> **About this task**
If a line in the entries below includes "sign", show that line.

(Data items)
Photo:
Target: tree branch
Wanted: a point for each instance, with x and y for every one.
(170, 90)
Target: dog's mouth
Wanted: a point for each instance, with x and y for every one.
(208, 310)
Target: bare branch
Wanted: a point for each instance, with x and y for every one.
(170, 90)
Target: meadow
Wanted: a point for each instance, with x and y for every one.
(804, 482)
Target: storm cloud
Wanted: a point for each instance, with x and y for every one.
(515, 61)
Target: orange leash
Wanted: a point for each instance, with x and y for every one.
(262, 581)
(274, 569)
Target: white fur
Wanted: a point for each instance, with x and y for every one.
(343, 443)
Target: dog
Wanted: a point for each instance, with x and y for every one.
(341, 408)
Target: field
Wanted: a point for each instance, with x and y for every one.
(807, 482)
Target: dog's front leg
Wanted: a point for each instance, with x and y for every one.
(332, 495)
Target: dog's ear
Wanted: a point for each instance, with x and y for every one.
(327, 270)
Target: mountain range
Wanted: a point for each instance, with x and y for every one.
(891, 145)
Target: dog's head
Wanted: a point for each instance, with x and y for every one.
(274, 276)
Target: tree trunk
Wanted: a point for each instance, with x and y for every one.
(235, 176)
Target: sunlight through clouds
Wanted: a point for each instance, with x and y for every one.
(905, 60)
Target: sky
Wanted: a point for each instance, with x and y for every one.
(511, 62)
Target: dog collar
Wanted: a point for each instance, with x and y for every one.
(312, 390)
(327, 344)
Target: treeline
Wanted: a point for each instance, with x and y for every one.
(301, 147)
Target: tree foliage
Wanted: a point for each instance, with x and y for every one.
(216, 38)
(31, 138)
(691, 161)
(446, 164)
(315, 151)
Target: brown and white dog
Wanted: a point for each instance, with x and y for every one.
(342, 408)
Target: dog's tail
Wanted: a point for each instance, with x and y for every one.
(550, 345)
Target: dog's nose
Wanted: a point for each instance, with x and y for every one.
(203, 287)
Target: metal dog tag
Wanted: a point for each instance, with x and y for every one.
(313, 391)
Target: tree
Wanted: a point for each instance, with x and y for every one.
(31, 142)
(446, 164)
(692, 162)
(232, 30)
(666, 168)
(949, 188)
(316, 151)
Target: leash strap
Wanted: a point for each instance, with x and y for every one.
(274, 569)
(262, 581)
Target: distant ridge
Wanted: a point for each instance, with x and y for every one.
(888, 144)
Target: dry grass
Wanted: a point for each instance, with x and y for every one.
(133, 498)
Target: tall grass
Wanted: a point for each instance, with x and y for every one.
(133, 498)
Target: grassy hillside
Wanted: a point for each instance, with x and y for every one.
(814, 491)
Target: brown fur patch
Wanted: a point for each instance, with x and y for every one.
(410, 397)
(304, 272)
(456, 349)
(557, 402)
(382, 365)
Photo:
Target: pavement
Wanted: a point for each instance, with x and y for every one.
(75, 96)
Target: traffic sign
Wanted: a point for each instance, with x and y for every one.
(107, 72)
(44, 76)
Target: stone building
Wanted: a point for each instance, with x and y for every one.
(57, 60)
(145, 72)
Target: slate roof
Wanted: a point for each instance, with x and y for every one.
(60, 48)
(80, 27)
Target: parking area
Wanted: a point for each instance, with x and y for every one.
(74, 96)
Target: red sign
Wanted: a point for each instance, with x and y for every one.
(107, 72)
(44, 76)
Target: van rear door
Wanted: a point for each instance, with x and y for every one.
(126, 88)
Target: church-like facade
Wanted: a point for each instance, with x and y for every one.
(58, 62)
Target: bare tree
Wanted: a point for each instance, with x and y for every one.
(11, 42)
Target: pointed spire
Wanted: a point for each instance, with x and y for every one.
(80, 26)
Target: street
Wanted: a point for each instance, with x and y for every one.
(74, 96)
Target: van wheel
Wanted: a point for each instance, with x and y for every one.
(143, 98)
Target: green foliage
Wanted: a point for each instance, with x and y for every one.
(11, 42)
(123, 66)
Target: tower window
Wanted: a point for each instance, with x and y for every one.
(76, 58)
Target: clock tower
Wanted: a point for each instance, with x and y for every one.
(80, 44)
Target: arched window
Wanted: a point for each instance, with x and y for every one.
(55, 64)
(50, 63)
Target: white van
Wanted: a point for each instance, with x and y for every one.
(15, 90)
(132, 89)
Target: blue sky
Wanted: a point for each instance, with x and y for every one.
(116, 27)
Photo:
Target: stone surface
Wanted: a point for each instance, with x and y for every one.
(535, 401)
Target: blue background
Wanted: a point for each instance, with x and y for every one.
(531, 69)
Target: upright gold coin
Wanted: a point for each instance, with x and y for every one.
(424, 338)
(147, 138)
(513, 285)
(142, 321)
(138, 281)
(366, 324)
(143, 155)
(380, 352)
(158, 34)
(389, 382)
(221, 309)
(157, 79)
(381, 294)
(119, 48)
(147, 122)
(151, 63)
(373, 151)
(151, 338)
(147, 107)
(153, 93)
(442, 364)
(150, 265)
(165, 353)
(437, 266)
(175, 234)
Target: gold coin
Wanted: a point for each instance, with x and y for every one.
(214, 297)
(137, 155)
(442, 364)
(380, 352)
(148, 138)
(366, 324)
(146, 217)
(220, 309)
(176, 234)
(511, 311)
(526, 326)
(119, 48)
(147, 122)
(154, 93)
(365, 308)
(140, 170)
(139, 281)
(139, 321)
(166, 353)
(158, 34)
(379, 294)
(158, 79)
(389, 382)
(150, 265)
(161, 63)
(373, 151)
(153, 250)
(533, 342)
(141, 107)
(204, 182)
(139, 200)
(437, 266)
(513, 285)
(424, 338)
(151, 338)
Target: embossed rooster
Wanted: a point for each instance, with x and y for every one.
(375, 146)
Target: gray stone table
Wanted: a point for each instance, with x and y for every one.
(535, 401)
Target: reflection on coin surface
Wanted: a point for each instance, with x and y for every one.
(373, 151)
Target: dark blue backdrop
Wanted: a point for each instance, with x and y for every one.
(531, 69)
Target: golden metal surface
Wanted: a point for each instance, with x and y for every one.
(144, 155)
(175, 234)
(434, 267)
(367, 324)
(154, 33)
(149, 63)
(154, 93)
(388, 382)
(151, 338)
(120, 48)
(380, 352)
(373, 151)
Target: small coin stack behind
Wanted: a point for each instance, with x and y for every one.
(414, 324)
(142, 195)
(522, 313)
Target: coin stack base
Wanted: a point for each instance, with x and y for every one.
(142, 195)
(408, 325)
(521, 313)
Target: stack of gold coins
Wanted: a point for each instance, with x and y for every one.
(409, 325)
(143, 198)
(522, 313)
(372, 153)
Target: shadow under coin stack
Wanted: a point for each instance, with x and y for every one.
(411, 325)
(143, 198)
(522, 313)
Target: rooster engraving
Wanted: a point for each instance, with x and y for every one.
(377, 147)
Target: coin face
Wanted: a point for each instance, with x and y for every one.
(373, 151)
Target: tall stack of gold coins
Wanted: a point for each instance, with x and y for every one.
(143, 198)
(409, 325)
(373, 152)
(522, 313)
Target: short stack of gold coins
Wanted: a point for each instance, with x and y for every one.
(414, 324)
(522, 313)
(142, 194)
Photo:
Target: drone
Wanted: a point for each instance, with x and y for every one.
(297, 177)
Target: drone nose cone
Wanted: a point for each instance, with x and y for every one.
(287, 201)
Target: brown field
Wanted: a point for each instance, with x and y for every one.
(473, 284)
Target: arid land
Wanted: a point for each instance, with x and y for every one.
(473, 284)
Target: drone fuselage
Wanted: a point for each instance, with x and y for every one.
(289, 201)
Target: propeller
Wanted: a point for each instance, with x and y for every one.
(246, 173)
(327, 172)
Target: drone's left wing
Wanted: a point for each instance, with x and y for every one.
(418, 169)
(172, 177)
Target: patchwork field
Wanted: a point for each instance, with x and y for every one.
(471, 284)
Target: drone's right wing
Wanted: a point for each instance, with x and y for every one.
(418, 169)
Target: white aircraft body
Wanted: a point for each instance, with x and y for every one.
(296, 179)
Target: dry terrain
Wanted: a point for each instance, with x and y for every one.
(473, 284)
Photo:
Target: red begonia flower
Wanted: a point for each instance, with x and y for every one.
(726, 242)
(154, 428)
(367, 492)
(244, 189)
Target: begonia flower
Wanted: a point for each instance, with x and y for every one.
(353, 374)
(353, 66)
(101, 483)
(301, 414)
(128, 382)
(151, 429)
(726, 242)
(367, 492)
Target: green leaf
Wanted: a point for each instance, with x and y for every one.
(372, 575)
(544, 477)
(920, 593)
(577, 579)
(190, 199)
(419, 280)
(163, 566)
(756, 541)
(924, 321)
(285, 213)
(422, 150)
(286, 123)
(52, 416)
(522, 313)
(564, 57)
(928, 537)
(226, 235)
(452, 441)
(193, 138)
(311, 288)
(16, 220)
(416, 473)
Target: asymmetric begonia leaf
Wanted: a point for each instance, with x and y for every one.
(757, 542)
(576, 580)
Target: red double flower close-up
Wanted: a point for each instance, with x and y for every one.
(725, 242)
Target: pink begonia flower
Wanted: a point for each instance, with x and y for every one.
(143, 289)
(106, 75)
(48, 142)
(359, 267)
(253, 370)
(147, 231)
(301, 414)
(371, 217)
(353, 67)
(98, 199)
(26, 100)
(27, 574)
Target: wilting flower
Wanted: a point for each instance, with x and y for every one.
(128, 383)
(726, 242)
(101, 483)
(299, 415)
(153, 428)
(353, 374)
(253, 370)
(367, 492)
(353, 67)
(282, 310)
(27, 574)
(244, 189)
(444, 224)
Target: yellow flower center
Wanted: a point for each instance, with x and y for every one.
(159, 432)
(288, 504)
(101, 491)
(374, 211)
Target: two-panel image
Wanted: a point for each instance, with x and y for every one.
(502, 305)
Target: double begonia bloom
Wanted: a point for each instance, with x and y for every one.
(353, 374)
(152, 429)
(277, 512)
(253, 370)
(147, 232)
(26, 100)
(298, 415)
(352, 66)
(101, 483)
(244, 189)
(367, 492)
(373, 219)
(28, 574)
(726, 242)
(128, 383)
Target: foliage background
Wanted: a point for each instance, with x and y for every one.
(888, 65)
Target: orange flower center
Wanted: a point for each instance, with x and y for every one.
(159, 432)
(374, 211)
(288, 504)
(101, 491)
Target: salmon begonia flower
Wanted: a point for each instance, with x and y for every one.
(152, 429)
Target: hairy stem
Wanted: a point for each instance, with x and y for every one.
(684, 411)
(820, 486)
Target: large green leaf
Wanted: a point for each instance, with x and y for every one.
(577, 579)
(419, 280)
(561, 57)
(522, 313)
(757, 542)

> **Result**
Target: traffic sign
Target: red sign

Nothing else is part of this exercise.